Return every one of the records below verbatim, with no changes to any line.

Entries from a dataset

========================

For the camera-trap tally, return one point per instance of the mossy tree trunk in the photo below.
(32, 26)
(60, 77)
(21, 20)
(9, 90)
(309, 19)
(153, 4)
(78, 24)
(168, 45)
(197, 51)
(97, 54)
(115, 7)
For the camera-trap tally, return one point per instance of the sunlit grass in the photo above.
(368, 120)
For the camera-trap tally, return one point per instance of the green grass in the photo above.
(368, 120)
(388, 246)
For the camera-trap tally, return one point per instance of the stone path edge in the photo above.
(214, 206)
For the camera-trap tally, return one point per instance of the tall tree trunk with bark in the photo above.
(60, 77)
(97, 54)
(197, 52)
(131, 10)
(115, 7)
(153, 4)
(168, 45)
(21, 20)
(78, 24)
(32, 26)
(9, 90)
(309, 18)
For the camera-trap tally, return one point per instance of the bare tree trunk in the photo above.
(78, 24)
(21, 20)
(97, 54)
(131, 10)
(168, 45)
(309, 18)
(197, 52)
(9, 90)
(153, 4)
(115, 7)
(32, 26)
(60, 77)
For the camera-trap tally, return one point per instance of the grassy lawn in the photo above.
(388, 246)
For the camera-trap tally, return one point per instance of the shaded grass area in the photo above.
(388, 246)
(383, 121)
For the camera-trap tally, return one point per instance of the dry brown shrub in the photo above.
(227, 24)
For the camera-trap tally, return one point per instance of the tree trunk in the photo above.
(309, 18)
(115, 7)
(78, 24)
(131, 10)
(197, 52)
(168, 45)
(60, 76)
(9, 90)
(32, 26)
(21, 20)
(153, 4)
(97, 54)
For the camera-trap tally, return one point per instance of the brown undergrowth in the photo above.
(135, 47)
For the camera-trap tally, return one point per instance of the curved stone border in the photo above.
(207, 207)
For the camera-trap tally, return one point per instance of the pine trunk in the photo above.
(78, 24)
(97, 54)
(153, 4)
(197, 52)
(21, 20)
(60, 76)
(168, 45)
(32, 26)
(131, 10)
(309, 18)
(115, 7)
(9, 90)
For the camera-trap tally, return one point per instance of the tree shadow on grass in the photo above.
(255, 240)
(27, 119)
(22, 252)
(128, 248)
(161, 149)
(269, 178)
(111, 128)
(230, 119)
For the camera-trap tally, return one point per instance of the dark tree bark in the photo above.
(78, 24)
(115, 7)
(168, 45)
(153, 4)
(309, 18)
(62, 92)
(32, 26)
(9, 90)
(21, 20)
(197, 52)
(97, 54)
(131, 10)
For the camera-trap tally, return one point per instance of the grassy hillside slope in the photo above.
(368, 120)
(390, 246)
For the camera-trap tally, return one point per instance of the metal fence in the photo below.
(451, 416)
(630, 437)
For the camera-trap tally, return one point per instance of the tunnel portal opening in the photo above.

========================

- **TASK RESULT**:
For the camera-trap tally, return one point per instance of the mossy tree trunk in the photo below.
(32, 26)
(60, 77)
(21, 20)
(9, 90)
(309, 19)
(153, 4)
(78, 24)
(168, 45)
(197, 51)
(97, 54)
(115, 7)
For the camera-trap tally, return one point per instance of the sunlit grass in the photo above.
(368, 120)
For the camera-trap tally, return one point per instance of the green grass in the photo above.
(368, 120)
(388, 246)
For the camera-trap tally, return one point per instance of the stone path edge in the photo above.
(214, 206)
For the camera-trap tally, return one point per instance of the tall tree trunk with bark in the photo above.
(60, 77)
(97, 54)
(197, 52)
(131, 10)
(115, 7)
(153, 4)
(168, 45)
(21, 20)
(78, 24)
(32, 26)
(9, 90)
(309, 18)
For the camera-trap tally, return one point per instance of the bare tree trunk in the photo above.
(78, 24)
(21, 20)
(97, 54)
(131, 10)
(168, 45)
(309, 18)
(197, 52)
(9, 90)
(153, 4)
(115, 7)
(32, 26)
(60, 77)
For the camera-trap tally, return one point per instance of the grassy lawn in the photo above.
(388, 246)
For the camera-trap tally, return one point per instance of the shaded grass area in the photo above.
(388, 246)
(383, 121)
For the camera-trap tally, return one point per instance of the dry brown shrub in the photo above.
(227, 24)
For the camera-trap tally, return one point per instance of the tree trunk in the photo above.
(309, 18)
(115, 7)
(78, 24)
(131, 10)
(197, 52)
(168, 45)
(60, 76)
(9, 90)
(32, 26)
(21, 20)
(153, 4)
(97, 54)
For the camera-trap tally, return one point per instance of the brown undergrowth in the photo above.
(135, 47)
For the camera-trap tally, return one point per instance of the curved stone border in the photo above.
(207, 207)
For the camera-trap tally, return one point per instance of the pine trunk in the photo above.
(78, 24)
(97, 54)
(153, 4)
(197, 52)
(21, 20)
(60, 76)
(168, 45)
(32, 26)
(131, 10)
(309, 18)
(115, 7)
(9, 90)
For the camera-trap tally, return one point per instance of the tree shadow on grass in the photo above.
(255, 240)
(27, 119)
(22, 252)
(128, 248)
(161, 149)
(269, 178)
(111, 128)
(230, 119)
For the camera-trap tally, return one point per instance of the dark tree bark in the photo above.
(78, 24)
(115, 7)
(168, 45)
(153, 4)
(309, 18)
(62, 92)
(32, 26)
(9, 90)
(21, 20)
(197, 52)
(97, 54)
(131, 10)
For the camera-trap tally, return one point per instance of the grassy hillside slope in the photo above.
(368, 120)
(390, 246)
For the camera-trap tally, return one point per instance of the metal fence in the photo below.
(451, 416)
(630, 437)
For the camera-trap tally, return one point per instance of the tunnel portal opening in the photo above.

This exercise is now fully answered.